* The data
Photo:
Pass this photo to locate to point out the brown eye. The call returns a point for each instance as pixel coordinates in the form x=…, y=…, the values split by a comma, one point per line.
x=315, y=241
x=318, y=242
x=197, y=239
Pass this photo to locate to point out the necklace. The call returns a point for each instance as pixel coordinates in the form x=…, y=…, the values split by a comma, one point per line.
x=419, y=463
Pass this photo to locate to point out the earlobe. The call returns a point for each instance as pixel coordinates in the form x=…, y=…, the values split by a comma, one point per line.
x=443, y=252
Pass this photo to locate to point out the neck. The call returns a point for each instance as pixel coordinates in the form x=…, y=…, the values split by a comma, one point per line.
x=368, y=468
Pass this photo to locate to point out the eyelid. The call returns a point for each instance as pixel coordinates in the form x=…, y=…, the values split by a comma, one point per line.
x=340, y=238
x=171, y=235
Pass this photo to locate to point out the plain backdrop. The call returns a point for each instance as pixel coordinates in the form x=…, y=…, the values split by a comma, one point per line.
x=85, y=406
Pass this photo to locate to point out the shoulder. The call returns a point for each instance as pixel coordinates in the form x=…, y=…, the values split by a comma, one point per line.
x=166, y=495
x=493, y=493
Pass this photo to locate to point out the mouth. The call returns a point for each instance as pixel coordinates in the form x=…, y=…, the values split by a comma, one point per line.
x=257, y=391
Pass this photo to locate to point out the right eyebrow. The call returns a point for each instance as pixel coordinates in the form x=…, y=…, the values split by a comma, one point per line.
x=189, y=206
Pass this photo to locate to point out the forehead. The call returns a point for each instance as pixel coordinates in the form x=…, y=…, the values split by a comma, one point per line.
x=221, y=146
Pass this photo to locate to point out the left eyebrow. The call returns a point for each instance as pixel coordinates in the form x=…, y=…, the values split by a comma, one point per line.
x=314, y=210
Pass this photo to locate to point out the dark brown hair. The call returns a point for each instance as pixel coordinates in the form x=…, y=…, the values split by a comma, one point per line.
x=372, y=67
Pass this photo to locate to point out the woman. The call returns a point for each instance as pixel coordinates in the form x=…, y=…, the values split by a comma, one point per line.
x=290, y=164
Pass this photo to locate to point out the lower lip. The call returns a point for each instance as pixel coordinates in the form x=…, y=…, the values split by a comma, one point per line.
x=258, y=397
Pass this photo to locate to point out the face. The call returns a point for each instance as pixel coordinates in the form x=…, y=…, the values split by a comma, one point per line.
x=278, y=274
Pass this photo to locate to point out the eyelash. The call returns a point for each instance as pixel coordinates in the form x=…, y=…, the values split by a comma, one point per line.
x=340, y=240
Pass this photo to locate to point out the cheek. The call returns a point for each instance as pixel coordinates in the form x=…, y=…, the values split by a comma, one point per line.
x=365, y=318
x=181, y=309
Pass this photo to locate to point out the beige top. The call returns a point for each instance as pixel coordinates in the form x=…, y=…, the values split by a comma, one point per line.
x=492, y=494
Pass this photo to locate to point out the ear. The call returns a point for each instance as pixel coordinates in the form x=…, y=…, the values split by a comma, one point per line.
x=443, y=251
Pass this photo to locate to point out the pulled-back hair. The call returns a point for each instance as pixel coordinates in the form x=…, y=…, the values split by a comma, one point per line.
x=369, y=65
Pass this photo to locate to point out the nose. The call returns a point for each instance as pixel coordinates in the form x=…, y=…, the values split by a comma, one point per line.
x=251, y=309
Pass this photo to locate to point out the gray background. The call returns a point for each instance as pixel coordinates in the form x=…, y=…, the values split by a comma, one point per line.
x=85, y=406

* Exercise objective
Print every row above again, line for line, with no changes to any character.

* Full output
Photo:
Pass this photo to locate to point out the brown eye. The call returns a point for each instance as pixel coordinates in the form x=…, y=…, the values split by a comma, one point per line.
x=315, y=241
x=318, y=242
x=197, y=239
Pass this photo to locate to point out the necklace. The call returns a point for each instance as pixel coordinates in the form x=…, y=…, the values split by a comma, one point per line.
x=419, y=463
Pass this photo to locate to point out the earlobe. The call returns a point for each instance as pixel coordinates in the form x=…, y=…, the values split by a comma, one point per line.
x=443, y=252
Pass this photo to locate to point out the neck. The call returns a point for each instance as pixel coordinates in the form x=…, y=…, the values split by a comma, one point per line.
x=368, y=468
Pass this photo to locate to point out the eyelid. The call returns a point for each instance as pixel coordinates in the form x=…, y=…, the values split by a comma, one point per line.
x=340, y=238
x=171, y=235
Pass this photo to locate to point out the plain backdrop. The call returns a point for each instance as pixel coordinates in the form x=…, y=…, the values split by a comma, one point per line.
x=85, y=406
Pass this photo to locate to point out the shoulder. The call returns a point for each instance as pixel coordinates in the form x=…, y=…, the values split by a comma, one point per line.
x=166, y=495
x=493, y=493
Pass this photo to locate to point out the mouth. The call returns a point for each instance as pixel coordinates in the form x=…, y=…, the values split by a comma, one point per line.
x=257, y=391
Pass this photo to locate to point out the right eyebrow. The call returns a point for each instance as pixel coordinates in the form x=…, y=…, the values split by a comma, one point per line.
x=189, y=206
Pass this photo to locate to point out the forehead. The call returns a point for each instance as pixel coordinates in the form x=…, y=…, the values split by a comma, one point per line.
x=221, y=146
Pass this photo to locate to point out the left eyebrow. The call returns a point for each instance as pixel coordinates in the form x=…, y=…, the values split by a comma, one point per line.
x=314, y=210
Pass this photo to locate to point out the dark brown hair. The call returns a point for each instance as pixel coordinates in the form x=…, y=…, the values split by a comma, one point per line.
x=372, y=67
Pass this photo to locate to point out the woman. The call returns a point for each instance as pixel coordinates in the form x=…, y=…, the values split by a comma, one point per line.
x=290, y=164
Pass this photo to locate to point out the lower lip. The call returns a point for each instance as pixel coordinates in the form x=…, y=…, the values split by a comma, one point per line.
x=258, y=397
Pass this photo to locate to point out the face. The call returns a point for each instance as pixel coordinates in the form x=…, y=…, the values split by a comma, one point per line.
x=278, y=274
Pass this photo to locate to point out the eyelash. The call returns a point for each instance as pixel coordinates in the form x=…, y=…, the values split by a comma, one point per line.
x=340, y=240
Pass this photo to locate to point out the cheek. The call returns a point for each instance as pixel coordinates in the form x=…, y=…, the values split by a comma, one point per line.
x=365, y=318
x=181, y=309
Pass this photo to locate to point out the beige top. The call returns a point for each instance as pixel coordinates in the form x=…, y=…, the values split by a comma, one point per line.
x=492, y=494
Pass this photo to locate to point out the ear. The call returns a point for each instance as pixel coordinates in the form x=…, y=…, the values split by a comma, one point per line.
x=443, y=251
Pass this photo to locate to point out the pulled-back hair. The call returns a point for each instance as pixel coordinates in the form x=…, y=…, the values split by a comma, one point per line.
x=369, y=65
Pass this photo to locate to point out the nose. The call returns a point for each instance as pixel coordinates in the form x=…, y=…, the values split by a comma, one point per line.
x=251, y=309
Pass this photo to locate to point out the gray background. The call returns a point for each instance as pixel coordinates in the form x=…, y=…, the values split by a comma, one point per line.
x=85, y=406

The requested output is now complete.